REQUIREMENTS. Rewrite the lines below, substituting "central point" for each occurrence of "innermost point" and leaving everything else unaltered.

DATA SUPPLIED.

Begin

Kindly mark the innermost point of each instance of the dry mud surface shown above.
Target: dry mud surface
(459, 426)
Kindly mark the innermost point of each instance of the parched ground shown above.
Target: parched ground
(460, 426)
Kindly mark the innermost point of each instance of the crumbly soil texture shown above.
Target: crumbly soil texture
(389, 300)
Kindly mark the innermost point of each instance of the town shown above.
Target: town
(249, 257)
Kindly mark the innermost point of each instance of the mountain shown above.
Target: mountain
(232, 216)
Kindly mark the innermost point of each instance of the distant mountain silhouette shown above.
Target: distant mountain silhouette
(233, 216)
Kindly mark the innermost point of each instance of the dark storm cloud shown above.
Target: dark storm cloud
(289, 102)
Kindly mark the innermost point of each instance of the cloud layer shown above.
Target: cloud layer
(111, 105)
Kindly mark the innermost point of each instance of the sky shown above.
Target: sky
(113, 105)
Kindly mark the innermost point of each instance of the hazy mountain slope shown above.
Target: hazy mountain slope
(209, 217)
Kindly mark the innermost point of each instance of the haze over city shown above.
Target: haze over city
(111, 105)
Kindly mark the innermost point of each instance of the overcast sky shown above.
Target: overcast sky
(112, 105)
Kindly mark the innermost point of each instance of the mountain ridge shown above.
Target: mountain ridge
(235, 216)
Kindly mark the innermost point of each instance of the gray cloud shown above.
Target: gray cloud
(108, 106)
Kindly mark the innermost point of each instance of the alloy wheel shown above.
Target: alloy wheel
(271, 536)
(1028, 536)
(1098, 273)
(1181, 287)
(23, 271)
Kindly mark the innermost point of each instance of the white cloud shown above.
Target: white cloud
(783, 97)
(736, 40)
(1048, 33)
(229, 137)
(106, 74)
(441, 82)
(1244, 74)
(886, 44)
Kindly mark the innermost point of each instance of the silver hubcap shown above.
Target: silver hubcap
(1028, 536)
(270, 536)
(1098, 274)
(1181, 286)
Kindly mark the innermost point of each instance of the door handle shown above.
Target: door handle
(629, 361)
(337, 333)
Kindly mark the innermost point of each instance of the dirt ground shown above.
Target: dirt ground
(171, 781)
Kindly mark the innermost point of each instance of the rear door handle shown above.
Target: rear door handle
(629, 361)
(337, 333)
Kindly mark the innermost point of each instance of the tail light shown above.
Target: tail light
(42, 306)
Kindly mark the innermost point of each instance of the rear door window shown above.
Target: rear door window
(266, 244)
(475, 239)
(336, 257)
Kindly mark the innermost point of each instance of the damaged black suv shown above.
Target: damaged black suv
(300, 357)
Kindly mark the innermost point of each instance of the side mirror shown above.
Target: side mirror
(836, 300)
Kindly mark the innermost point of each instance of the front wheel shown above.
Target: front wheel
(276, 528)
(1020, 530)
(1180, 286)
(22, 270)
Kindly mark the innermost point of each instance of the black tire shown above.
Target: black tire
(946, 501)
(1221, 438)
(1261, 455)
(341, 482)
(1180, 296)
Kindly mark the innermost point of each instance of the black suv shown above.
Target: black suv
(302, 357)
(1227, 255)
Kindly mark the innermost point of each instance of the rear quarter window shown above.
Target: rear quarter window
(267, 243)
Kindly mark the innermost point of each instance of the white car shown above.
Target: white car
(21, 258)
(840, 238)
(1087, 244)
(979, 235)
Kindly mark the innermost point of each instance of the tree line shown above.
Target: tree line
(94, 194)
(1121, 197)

End

RESULT OF THIS EXERCISE.
Kindly mark the central point of each instance of the dry mud surface shown above.
Target: dry mud surface
(459, 426)
Kindly mark the central point of each instance of the parched ground shown above.
Target: parched ground
(460, 426)
Kindly mark the central point of each instance of the crumbly soil texture shown above.
Target: crumbly soil texture
(389, 300)
Kindly mark the central point of each instance of the town shown above.
Target: town
(249, 257)
Kindly mark the central point of each instance of the mountain shown above.
Target: mountain
(232, 216)
Kindly mark the central point of each instance of the distant mountain silhouette shown above.
Target: distant mountain silhouette
(233, 216)
Kindly mark the central point of each instance of the dark storm cloud shown above.
Target: dark storm cloud
(289, 102)
Kindly mark the central point of each instance of the cloud layer shown above.
Target: cloud layer
(111, 105)
Kindly mark the central point of each instance of the sky shown above.
Target: sky
(113, 105)
Kindly mark the central point of each instance of the hazy mountain slope shown above.
Target: hazy mountain slope
(209, 217)
Kindly mark the central point of each instance of the haze over city shown above.
Target: haze over city
(111, 105)
Kindly mark the central point of each instance of the overcast sky shown above.
Target: overcast sky
(112, 105)
Kindly mark the central point of each instance of the mountain ridge shown above.
Target: mountain ridge
(235, 216)
Kindly mark the central point of each instance of the gray cloud shown above.
Target: gray cloud
(108, 106)
Kindly mark the central point of each instance of the alloy wheel shown above.
Target: alloy wheel
(271, 536)
(1028, 536)
(1098, 273)
(1181, 287)
(23, 271)
Kindly mark the central point of each instance of the white cloud shown above.
Target: white cloud
(783, 97)
(736, 40)
(1048, 33)
(229, 137)
(106, 74)
(441, 82)
(1244, 74)
(886, 44)
Kindly mark the central point of each instance of the silver hubcap shown above.
Target: silver hubcap
(1028, 536)
(270, 536)
(1098, 274)
(1181, 286)
Kindly mark the central point of each instance of the door handle shown above.
Target: door handle
(629, 361)
(337, 333)
Kindly mark the central point of each instance of the dirt ground shown above.
Target: dirt ground
(171, 781)
Kindly mark the central point of each instance of the rear door handle shown above.
Target: rear door handle
(629, 361)
(337, 333)
Kindly mark the central point of each instance of the tail light shown above.
Target: tail light
(42, 306)
Kindly mark the central point of each instance of the rear door window shown above.
Target: rear door window
(266, 244)
(475, 239)
(336, 257)
Kindly mark the central point of each instance of the damaged black suv shown above.
Target: damaged black suv
(300, 357)
Kindly mark the central point of each instance of the side mirror shown above.
Target: side mirror
(836, 300)
Kindly mark the central point of each instance of the front wheel shown above.
Target: front wheel
(276, 528)
(1020, 530)
(1180, 286)
(22, 270)
Kindly mark the central point of each instance of the black tire shown above.
Target: black tire
(946, 501)
(1221, 438)
(1261, 455)
(341, 482)
(1180, 296)
Kindly mark the central point of each instance of the black suv shown above.
Target: black suv
(302, 357)
(1227, 255)
Kindly mark the central point of each instance of the rear quarter window shown above.
Target: rear quarter window
(267, 243)
Kindly mark the central point of each instance of the white car shown above.
Target: white car
(21, 258)
(840, 238)
(1087, 244)
(979, 235)
Kindly mark the central point of each instance of the tree line shown above.
Target: tree line
(94, 194)
(1121, 197)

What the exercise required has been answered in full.